[Exercise aim]:
In the reply about an aquarium sump below, which brand of pumps does the writer say they have used?

[Document passage]:
This looks really awesome! I saw that nobody commented on your post yet. Do you have specific questions? I have very unspecific opinions....
I like what I see so far. I personally don't like stone or ceramic for biological filtration. I find that no matter what people say, the water will not flow through the media, so the only useable surface area is on the outside of it, and not the tiny holes all through the middle. This limits your biological filtration, and the end result is cloudy water and sick fish, even though you are doing everything right. My sump is full (literally full, I don't think I have room for any more in there) of 30 PPI Poret Foam, and it's cheaper cousin, the 30ppi Aquaneat foam. I also have Matala mat in there to hold everything up.
I have never used the Hygger aquarium pump. I have only used Simplicity DC pumps. I find that AC pumps are slightly more noisy than DC. Also, in doing a detailed review (no apologies, detailed reviews are my job), I see that the pump you're asking about is huge. I'm guessing it will run at about half capacity considering head-loss, so you'll be putting about 10x water flow in your tank. What kind of fish are you going to put in there? Many would tell you that this is too much flow for many central and south American cichlids. DC pumps can usually be turned out, but AC really can't. Limiting flow on an AC pump can have a big effect on it's motor life if you turn the flow down with a valve.
On the front of the sump, where the water comes in, it looks like you have "glass" and then foam under it. Are you building a trickle tower here, or is this for socks? If it's for a trickle tower, it looks like the water level in the sump might be too high. The level is set by the last wall after the lava rocks, so you'd have to move this wall down lower than the other two to get some air space in the trickle tower, but this limit the biological media capacity after it, and I wouldn't do it.
Lastly, that tank looks awesome! Did you build it?

[Entries supplied]:
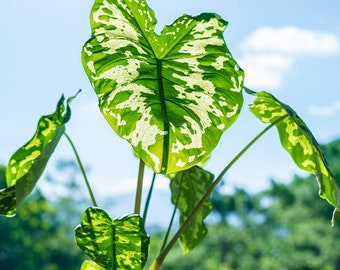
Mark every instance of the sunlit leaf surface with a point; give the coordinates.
(300, 143)
(113, 244)
(90, 265)
(187, 189)
(28, 162)
(170, 95)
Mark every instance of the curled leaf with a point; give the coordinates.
(28, 162)
(113, 244)
(299, 142)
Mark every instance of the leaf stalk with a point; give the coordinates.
(81, 167)
(159, 260)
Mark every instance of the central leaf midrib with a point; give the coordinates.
(166, 124)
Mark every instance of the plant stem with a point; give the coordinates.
(94, 203)
(139, 187)
(159, 260)
(146, 207)
(172, 217)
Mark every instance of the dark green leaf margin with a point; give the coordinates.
(299, 142)
(28, 162)
(113, 244)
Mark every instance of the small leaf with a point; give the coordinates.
(90, 265)
(113, 244)
(28, 163)
(171, 96)
(187, 189)
(300, 143)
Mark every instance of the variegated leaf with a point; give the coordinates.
(300, 143)
(187, 189)
(90, 265)
(28, 162)
(170, 95)
(113, 244)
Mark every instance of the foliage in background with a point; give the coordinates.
(283, 227)
(40, 236)
(171, 96)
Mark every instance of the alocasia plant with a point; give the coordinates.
(171, 96)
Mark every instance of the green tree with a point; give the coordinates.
(283, 227)
(40, 235)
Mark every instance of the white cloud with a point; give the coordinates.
(268, 53)
(325, 110)
(292, 40)
(265, 70)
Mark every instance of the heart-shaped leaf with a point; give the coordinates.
(113, 244)
(187, 189)
(171, 95)
(28, 162)
(300, 143)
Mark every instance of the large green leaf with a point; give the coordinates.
(113, 244)
(28, 162)
(300, 143)
(170, 95)
(90, 265)
(187, 189)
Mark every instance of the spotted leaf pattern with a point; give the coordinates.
(187, 189)
(113, 244)
(28, 162)
(300, 143)
(171, 96)
(90, 265)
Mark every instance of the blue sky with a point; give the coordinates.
(290, 48)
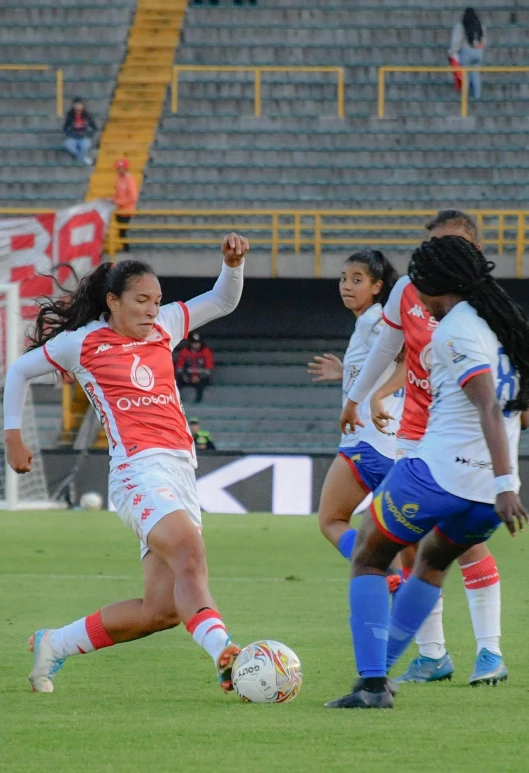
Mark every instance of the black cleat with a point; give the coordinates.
(361, 698)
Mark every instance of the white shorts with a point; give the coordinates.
(145, 490)
(405, 448)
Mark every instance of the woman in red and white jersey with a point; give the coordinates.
(408, 321)
(116, 339)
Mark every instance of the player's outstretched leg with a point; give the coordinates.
(433, 663)
(176, 542)
(482, 586)
(116, 623)
(370, 614)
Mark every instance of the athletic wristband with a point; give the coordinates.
(504, 483)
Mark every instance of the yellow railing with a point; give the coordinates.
(59, 81)
(316, 229)
(464, 88)
(257, 71)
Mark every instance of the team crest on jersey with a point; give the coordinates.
(455, 355)
(141, 375)
(417, 311)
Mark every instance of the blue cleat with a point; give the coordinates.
(489, 668)
(424, 669)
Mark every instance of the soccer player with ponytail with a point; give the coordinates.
(116, 339)
(463, 479)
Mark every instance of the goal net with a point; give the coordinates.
(27, 491)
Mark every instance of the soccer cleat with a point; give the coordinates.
(225, 663)
(46, 662)
(489, 668)
(424, 669)
(361, 698)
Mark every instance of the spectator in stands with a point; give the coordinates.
(467, 47)
(202, 437)
(125, 196)
(194, 366)
(79, 128)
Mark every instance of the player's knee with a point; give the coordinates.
(162, 619)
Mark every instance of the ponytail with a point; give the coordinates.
(87, 303)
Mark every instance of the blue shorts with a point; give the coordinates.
(368, 466)
(409, 504)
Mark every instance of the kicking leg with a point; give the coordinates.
(116, 623)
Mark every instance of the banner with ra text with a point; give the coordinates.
(32, 248)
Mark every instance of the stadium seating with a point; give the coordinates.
(214, 153)
(85, 38)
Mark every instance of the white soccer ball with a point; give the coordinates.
(91, 500)
(267, 672)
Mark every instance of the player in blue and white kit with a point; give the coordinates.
(464, 480)
(365, 458)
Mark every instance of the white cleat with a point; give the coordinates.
(46, 662)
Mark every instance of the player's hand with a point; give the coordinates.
(349, 418)
(326, 368)
(510, 510)
(379, 416)
(234, 248)
(19, 456)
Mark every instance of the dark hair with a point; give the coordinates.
(452, 264)
(457, 217)
(87, 303)
(379, 269)
(472, 26)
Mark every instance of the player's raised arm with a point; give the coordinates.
(481, 392)
(28, 366)
(226, 293)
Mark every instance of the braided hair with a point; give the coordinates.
(452, 264)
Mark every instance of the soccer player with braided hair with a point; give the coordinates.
(463, 480)
(408, 321)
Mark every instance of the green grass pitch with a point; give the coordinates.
(154, 706)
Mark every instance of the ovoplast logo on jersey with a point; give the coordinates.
(417, 311)
(126, 403)
(141, 375)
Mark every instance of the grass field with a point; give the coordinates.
(154, 705)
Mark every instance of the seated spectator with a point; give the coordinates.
(79, 127)
(125, 195)
(202, 437)
(194, 366)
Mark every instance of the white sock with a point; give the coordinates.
(430, 636)
(482, 586)
(72, 639)
(209, 632)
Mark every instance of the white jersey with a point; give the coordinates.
(454, 447)
(366, 331)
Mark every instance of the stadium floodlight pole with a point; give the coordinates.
(12, 353)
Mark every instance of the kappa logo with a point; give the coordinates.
(417, 311)
(141, 375)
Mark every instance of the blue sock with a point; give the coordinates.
(412, 606)
(346, 543)
(369, 604)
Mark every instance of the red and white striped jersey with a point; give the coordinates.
(130, 383)
(405, 312)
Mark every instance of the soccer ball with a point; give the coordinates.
(267, 672)
(91, 500)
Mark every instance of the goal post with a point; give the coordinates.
(27, 491)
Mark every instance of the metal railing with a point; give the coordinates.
(257, 72)
(309, 229)
(449, 69)
(59, 80)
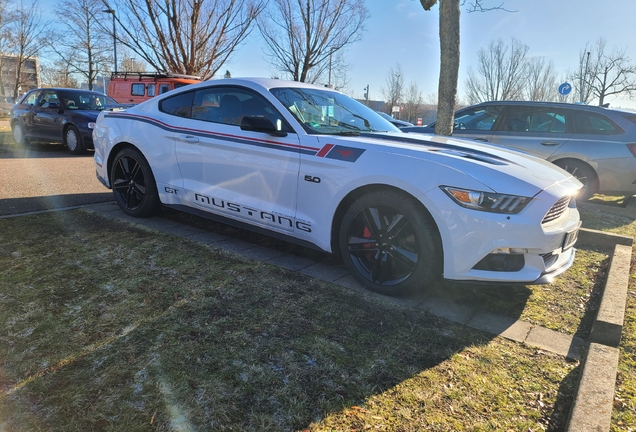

[Task answer]:
Simplicity DC pumps.